▶ SET EXERCISE:
List every line below that contains the string "Target", treating uppercase and lowercase as different.

== DATA LISTING ==

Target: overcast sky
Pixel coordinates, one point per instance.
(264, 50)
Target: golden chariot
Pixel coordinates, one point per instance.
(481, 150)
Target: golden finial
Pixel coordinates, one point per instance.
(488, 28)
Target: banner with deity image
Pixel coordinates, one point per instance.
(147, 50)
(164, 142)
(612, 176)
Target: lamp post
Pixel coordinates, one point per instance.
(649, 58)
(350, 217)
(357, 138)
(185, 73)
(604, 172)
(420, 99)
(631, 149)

===
== DATA LISTING ==

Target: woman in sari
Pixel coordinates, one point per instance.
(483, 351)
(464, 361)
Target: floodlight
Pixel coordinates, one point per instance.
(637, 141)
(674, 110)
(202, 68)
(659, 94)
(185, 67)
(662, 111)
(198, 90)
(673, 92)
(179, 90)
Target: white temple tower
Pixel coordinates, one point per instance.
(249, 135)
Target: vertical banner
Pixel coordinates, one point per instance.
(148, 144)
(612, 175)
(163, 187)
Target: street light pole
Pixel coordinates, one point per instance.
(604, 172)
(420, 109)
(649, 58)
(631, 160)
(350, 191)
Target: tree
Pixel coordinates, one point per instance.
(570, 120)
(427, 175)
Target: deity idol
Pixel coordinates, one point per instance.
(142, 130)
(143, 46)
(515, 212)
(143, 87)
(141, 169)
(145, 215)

===

▶ SOLVED EXERCISE:
Target: overcast sky
Target: golden chariot
Target: golden finial
Target: banner with deity image
Target: lamp post
Target: woman in sari
Target: floodlight
Target: white temple tower
Target: vertical banner
Target: street light pole
Target: tree
Target: deity idol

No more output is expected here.